*GIVEN PROBLEM A*: Go through the rows below and pull out every line that contains the word "knit", copying each one unchanged.

*TEXT EXCERPT*:
----
Is the tube in a socket? If so, take it out and jumper pin 2 to pin 8 with a piece of wire, and see if it sounds any different!
Bringing you yesterday's technology tomorrow.

PBE6

Ok I will give it a try.

I won't kill myself by doing that, will I? Voltages are too low, right?

Johan

It will give you a slight tube compression before it goes into ugly clipping. . Keep it in any of the opl modes and a fast fet limiter catches the peaks before it clips
The other modes are basicly a different eq on the signal and in some modes defeating the feedback around the tube. For fast project/demo recordings it's a great little produc. Especially considering price
J
DON'T PANIC

anchovie

Quote from: PBE6 on March 05, 2015, 10:54:14 AM
Ok I will give it a try.

I won't kill myself by doing that, will I? Voltages are too low, right?

2 and 8 aren't carrying any high voltage.
Bringing you yesterday's technology tomorrow.

teemuk

#5
Quote...jumper pin 2 to pin 8 with a piece of wire, and see if it sounds any different!
----
*RECORDS FOR THE TASK*:
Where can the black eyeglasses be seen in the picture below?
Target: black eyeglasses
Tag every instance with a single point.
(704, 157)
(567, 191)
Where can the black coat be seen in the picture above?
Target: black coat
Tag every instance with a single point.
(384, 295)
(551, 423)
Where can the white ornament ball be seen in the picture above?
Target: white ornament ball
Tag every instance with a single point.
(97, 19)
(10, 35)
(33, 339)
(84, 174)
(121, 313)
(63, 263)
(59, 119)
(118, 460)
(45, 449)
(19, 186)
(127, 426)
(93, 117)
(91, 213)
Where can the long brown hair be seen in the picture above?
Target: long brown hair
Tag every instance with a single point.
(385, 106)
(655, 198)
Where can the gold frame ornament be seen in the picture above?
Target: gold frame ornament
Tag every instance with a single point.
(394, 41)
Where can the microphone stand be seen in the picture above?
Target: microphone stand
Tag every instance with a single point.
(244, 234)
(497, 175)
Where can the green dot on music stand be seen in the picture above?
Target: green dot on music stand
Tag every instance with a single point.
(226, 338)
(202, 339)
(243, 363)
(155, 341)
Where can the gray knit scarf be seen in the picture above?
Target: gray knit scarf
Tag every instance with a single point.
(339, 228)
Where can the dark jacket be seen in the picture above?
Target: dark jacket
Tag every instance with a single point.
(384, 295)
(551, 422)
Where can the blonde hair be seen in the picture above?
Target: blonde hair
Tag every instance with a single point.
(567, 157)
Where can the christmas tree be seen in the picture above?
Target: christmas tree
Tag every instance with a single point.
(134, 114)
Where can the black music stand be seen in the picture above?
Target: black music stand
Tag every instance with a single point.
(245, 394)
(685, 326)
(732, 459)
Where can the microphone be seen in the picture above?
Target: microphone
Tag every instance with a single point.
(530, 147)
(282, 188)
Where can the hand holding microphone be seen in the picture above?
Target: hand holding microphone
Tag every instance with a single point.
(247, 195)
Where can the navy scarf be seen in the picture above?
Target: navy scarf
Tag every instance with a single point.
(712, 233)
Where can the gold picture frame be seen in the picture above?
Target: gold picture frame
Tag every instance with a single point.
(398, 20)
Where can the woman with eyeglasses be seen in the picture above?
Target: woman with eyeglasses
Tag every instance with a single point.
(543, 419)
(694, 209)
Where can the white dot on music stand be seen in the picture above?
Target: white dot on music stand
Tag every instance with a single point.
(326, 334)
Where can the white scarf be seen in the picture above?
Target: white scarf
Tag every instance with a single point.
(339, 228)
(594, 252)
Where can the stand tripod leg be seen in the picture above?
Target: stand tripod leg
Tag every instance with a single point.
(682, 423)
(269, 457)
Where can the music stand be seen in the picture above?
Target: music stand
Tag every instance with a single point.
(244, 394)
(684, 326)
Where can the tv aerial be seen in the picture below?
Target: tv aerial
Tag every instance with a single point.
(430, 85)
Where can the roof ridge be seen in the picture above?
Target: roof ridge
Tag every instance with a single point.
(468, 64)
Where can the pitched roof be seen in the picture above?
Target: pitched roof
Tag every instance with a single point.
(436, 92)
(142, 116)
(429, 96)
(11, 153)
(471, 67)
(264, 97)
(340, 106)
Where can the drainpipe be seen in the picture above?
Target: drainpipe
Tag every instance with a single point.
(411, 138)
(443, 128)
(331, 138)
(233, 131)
----
*GIVEN PROBLEM B*:
Answer these from the forum thread about the tube above:
(i) Which two pins does the first post say to connect with a piece of wire?
(ii) In the opl modes, what catches the peaks before the signal clips?
(iii) What does the reply from anchovie say pins 2 and 8 aren't carrying?

*FULL ANSWER A*:
Where can the gray knit scarf be seen in the picture above?
Target: gray knit scarf

*FULL ANSWER B*:
(i) Pin 2 and pin 8.
(ii) A fast fet limiter.
(iii) Any high voltage.